Where a line holds the word "outline", copy it from the records.

Saved entries

┄┄┄┄┄┄

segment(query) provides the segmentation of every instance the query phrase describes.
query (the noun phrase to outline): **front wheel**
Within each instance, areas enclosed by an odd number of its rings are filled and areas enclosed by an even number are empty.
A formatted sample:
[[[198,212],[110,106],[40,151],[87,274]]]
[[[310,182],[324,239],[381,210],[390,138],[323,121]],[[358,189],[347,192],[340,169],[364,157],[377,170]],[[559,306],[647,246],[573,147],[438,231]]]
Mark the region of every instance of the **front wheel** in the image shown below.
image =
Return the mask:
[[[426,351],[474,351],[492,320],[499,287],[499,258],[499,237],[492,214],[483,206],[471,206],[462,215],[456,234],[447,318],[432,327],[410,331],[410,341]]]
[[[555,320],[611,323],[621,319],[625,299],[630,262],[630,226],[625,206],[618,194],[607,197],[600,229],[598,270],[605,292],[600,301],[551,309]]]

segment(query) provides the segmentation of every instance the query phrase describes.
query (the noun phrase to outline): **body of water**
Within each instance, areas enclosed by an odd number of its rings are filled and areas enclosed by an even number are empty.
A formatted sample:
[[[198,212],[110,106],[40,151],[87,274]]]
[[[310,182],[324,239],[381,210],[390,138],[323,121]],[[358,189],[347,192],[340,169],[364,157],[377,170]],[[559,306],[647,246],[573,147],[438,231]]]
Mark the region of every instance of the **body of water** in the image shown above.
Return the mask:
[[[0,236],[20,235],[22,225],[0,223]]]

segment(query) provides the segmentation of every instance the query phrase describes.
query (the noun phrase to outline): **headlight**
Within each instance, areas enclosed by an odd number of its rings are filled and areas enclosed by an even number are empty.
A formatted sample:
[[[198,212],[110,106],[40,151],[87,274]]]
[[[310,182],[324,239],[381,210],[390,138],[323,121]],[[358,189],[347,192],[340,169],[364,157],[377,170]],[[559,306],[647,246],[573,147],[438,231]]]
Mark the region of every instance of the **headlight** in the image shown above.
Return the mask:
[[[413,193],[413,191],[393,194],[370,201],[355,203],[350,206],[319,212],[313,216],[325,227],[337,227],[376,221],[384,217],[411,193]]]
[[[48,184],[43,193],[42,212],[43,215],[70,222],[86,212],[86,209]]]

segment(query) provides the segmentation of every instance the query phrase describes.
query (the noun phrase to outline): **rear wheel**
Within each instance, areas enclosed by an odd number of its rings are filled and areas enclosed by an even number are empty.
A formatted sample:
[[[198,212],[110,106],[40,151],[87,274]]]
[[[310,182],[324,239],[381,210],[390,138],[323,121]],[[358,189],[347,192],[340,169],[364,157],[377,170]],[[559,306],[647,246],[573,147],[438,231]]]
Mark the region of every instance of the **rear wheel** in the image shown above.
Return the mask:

┄┄┄┄┄┄

SOLVED EXERCISE ::
query (the noun phrase to outline): **front wheel**
query (the noun phrase to outline): **body of water**
query (the noun phrase to outline): **headlight**
query (the noun phrase to outline): **rear wheel**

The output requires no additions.